## [Required task A]
From the listing below, return every line that contains the word "book".

## [Selected extract]
I would think that normalizing the measurement to CRT diameter/diagonal or width would produce data that would be more consistent... "portholes" got a big break with the "lines per picture height" definition.

jr

Doesn't matter what you normalize to, just so you normalize to something. Probably because the scanning lines are arranged vertically one below another, the vertical dimension was chosen. "330 lines per picture height" of horizontal resolution gives 440 total "lines" of resolution per picture width since the width is 4/3 times the height.

bandersen
12-28-2011, 09:42 PM
Aren't there always 525 lines (262 1/2 interlaced) vertical ? Minus a few for closed caption and other info that is.

old_tv_nut
12-29-2011, 09:25 AM
Aren't there always 525 lines (262 1/2 interlaced) vertical ? Minus a few for closed caption and other info that is.

OK, this is a very old concept, but here goes:

There are 525 total lines, but only 483 active lines due to vertical blanking. Let's just call it 480 for rough calculation (which also matches a common computer image format).
Because the lines sample the picture vertically (just like the rows of pixels in a digital picture), they cannot provide a full 480 lines of resolution for ordinary pictures - they could only do that if the picture details happened to line up exactly with the line structure. The ratio of practical viewable resolution is called the "Kell factor" after Ray Kell, who published the original research in 1934. There is an additional factor due to interlace causing interline flicker - how strong this is depends on the observer and the amount of detail contrast in the image. The first NTSC (1941) adopted an over-all factor of 0.7 for the achievable resolution compared to the number of active lines. Along with this they specified a combination of baseband video signal bandwidth (4.2 MHz) and active scan lines (486) that would give equal resolution per picture height vertically and horizontally, and also fit in a 6 MHz channel using vestigial sideband modulation and including a sound carrier. 480x0.7 = ~330, the accepted usable resolution - your mileage may vary, and there have been a lot of useless arguments over the years as to whether the useful vertical resolution number is exactly correct.

## [Required task B]
According to the forum excerpt on TV resolution above, how many of the 525 total lines are active?

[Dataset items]

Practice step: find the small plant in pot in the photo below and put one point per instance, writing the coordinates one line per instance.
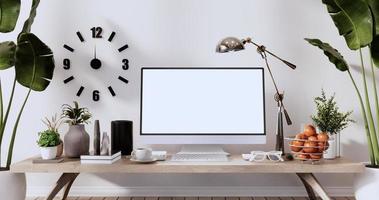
(53, 124)
(76, 140)
(48, 141)
(329, 120)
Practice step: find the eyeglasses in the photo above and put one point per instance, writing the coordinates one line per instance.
(259, 156)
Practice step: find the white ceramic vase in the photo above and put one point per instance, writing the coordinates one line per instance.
(48, 153)
(12, 185)
(366, 184)
(331, 152)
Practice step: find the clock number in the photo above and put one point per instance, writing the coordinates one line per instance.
(96, 95)
(96, 32)
(66, 63)
(125, 65)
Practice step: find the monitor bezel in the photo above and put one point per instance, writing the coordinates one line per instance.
(203, 134)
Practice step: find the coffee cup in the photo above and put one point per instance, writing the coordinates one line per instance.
(142, 154)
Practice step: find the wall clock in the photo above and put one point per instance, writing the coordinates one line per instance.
(93, 62)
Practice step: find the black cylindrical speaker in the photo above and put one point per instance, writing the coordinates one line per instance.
(122, 136)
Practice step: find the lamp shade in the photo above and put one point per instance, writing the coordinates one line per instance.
(230, 44)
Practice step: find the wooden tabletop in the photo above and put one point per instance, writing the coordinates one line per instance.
(235, 165)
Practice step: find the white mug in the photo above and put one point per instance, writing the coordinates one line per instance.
(142, 154)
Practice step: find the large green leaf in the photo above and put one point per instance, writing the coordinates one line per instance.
(353, 20)
(33, 12)
(374, 7)
(9, 12)
(7, 50)
(32, 55)
(334, 56)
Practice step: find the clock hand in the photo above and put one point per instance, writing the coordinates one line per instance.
(95, 63)
(95, 51)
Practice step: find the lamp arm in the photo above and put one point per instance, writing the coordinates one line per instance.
(278, 96)
(292, 66)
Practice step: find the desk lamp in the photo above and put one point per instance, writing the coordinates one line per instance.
(230, 44)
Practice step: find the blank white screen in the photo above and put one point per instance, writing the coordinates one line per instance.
(202, 101)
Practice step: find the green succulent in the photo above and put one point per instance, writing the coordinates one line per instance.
(328, 117)
(48, 138)
(75, 115)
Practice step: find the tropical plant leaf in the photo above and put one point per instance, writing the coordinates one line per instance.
(374, 7)
(334, 56)
(32, 55)
(353, 20)
(9, 12)
(33, 12)
(7, 50)
(374, 48)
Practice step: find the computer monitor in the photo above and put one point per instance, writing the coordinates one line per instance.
(202, 105)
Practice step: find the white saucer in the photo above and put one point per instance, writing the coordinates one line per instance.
(143, 161)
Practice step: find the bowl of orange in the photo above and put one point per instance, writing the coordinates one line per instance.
(308, 145)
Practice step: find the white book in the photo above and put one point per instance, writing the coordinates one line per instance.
(96, 157)
(100, 161)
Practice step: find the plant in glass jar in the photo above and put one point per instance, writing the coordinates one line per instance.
(328, 118)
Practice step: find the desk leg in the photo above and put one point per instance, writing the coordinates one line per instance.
(313, 186)
(66, 181)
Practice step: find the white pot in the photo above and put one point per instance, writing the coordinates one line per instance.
(48, 153)
(366, 184)
(12, 185)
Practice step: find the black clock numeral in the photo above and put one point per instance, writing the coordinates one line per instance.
(123, 48)
(65, 81)
(66, 64)
(96, 95)
(125, 65)
(68, 48)
(96, 32)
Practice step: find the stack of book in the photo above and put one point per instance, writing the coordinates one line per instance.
(97, 159)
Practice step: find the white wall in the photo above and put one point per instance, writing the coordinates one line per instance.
(185, 33)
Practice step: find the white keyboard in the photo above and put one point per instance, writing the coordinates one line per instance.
(199, 158)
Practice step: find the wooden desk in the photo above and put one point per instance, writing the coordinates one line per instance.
(71, 168)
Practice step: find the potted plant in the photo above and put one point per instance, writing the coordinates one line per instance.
(53, 124)
(76, 140)
(358, 22)
(329, 120)
(48, 142)
(33, 63)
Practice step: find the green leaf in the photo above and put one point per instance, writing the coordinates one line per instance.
(33, 12)
(353, 20)
(32, 54)
(9, 12)
(334, 56)
(374, 7)
(374, 48)
(7, 50)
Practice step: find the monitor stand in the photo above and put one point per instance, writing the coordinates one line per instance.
(202, 149)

## [Finished answer A]
Practice step: find the white book in the photo above and put one point per instance, writing the coordinates one line per instance.
Practice step: find the stack of book in the photo above and put one point per instance, writing the coordinates one line per instance.

## [Finished answer B]
483